TASK PROMPT:
Answer these from the biography of Augustine Eugene Hornyak:
1. On what date and in what place was he born?
2. Who ordained him as a priest, and on what date?
3. In which two fields did he obtain postgraduate degrees at Propaganda Fide University?

SOURCE TEXT:
■ ■ ■

Augustine Eugene Hornyak, OSBM (1919–2003) was the first Apostolic Exarch of the Apostolic Exarchate for Ukrainians in Great Britain.  He was one of the few English and Ukrainian bishops to attend the Second Vatican Council.

Early life
Bishop Hornyak was born on 7 October 1919 in Kucura, Voivodina in the Kingdom of Yugoslavia. In 1940, Bishop Dionisije Njaradi persuaded Hornyak to train for the priesthood and, in 1940, Hornyak was sent by the bishop to study in Rome, at the Pontifical Ruthenian College of St. Josaphat's.

Priesthood
Hornyak was ordained as a priest by Bishop Ivan Buchko on 25 March 1945.  Because Hornyak was unable to return to Yugoslavia, he continued his studies at Propaganda Fide University, obtaining postgraduate degrees in Canon Law and Theology.

■ ■ ■

MATERIAL PROVIDED:

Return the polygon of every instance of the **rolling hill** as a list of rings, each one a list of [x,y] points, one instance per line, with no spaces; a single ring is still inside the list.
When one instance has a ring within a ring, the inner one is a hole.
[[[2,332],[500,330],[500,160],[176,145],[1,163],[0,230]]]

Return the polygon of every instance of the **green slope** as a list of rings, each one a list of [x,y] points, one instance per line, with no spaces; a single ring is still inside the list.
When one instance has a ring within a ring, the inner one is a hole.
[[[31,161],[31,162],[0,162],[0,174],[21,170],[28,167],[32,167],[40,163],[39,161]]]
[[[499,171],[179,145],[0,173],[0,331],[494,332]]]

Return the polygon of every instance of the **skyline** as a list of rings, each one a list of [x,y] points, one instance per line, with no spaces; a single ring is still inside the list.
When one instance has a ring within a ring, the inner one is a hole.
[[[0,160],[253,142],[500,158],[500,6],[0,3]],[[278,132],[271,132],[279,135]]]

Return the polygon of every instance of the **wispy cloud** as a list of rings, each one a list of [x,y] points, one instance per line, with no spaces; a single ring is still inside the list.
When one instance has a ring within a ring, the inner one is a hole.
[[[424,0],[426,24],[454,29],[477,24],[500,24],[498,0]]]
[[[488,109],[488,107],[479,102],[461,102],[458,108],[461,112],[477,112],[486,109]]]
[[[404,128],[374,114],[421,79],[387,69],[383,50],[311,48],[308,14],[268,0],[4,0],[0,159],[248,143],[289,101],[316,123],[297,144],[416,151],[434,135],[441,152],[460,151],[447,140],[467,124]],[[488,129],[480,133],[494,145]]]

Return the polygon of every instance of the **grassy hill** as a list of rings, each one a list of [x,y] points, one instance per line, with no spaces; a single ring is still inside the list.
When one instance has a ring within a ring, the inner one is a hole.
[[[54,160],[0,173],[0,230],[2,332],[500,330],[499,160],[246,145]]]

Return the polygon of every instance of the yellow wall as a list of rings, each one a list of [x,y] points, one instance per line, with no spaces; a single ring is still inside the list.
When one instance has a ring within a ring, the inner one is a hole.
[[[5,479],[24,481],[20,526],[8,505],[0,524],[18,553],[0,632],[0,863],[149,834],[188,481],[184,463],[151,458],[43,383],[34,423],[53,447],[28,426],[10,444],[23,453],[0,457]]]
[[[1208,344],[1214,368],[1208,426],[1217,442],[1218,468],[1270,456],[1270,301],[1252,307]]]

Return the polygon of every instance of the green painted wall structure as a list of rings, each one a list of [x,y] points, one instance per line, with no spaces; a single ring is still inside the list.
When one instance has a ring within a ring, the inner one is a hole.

■ ■ ■

RESULT:
1. 7 October 1919, in Kucura, Voivodina, in the Kingdom of Yugoslavia
2. Bishop Ivan Buchko, on 25 March 1945
3. Canon Law and Theology